Dr. Venables explained that the Iroquois at this time were very conscious of the need to open the road of trade in a time of peace.

     Mr. Graves testified that there were two facets of the Treaty of Paris that caused problems and led to the negotiation of the Jay Treaty. First, there was no mention of the Indian Nations of North America in the treaty. Second, although under the terms of the treaty Britain was to give up all her military posts on American territory, she retained seven or eight of these posts. Three of these posts were in New York (Ogdensburg, Oswego and Youngstown); four were in what was at that time called the northwest. The old northwest was roughly Michigan, Ohio and Illinois (Erie), Pennsylvania; Sandusky, Ohio; Detroit, Michigan; and Mackinac Island, Michigan. Britain was to retain these posts until 1796 and this was one of the matters that was negotiated in the Jay Treaty of 1794.

     Mr. Graves stated that Lord Grenville, the British Foreign Minister, First Secretary for Home Affairs, was tasked by the British Government with negotiating a treaty on behalf of Britain. Chief Justice John Jay was given similar instructions from the American government to negotiate a treaty. John Jay realized that if they allowed only the native peoples resident in British territory to cross into the United States, they would lose business and revenue. Therefore, he insisted on a reciprocal agreement. John Jay's instructions were to get an article into the treaty to reduce British influence over Indians living on American territory. Grenville's concern was the continuance of the fur trade. Jay had to settle for a reciprocal article.

### Jobs
A. According to the Jay Treaty testimony, how many of the retained British posts were in New York?
B. Edit the Jay Treaty testimony between "Mr. Graves stated" and "a reciprocal article.", inclusive, replacing "fur trade" with "timber trade".
C. Summarize the Jay Treaty testimony in two sentences.
Rely only on the Jay Treaty testimony.

### Material provided
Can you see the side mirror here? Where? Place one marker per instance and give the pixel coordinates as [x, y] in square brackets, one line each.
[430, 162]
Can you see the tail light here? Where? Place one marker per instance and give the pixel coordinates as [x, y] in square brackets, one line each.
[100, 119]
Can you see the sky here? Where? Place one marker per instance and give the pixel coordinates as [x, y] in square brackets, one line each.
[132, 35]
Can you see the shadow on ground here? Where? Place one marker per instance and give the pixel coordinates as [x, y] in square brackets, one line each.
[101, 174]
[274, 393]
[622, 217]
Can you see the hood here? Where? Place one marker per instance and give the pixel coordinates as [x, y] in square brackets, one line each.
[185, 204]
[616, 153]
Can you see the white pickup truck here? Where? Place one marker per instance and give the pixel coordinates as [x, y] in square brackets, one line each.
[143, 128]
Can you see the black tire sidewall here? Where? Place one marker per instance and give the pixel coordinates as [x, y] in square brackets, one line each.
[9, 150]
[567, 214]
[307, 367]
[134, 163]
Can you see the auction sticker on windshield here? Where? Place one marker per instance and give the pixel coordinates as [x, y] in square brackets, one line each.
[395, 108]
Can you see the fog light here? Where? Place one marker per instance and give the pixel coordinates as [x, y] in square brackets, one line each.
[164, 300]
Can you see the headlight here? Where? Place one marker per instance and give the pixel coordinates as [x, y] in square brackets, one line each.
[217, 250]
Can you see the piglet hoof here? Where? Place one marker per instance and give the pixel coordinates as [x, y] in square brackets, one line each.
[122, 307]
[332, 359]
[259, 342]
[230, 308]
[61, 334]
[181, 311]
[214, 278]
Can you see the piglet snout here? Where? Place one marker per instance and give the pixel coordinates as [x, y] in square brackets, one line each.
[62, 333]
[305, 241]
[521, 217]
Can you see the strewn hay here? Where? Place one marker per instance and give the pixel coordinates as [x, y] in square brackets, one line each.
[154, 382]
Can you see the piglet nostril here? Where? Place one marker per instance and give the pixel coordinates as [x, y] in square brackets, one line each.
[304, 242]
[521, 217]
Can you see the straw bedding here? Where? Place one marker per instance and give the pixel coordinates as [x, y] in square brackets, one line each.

### Outputs by task
A. Three: Ogdensburg, Oswego and Youngstown.

B.
Mr. Graves stated that Lord Grenville, the British Foreign Minister, First Secretary for Home Affairs, was tasked by the British Government with negotiating a treaty on behalf of Britain. Chief Justice John Jay was given similar instructions from the American government to negotiate a treaty. John Jay realized that if they allowed only the native peoples resident in British territory to cross into the United States, they would lose business and revenue. Therefore, he insisted on a reciprocal agreement. John Jay's instructions were to get an article into the treaty to reduce British influence over Indians living on American territory. Grenville's concern was the continuance of the timber trade. Jay had to settle for a reciprocal article.

C. Mr. Graves testified that the Treaty of Paris caused problems because it did not mention the Indian Nations of North America and because Britain kept seven or eight military posts on American territory, matters that led to the Jay Treaty of 1794. In the negotiations, Lord Grenville was concerned with continuing the fur trade, while John Jay, instructed to reduce British influence over Indians living on American territory, had to settle for a reciprocal article.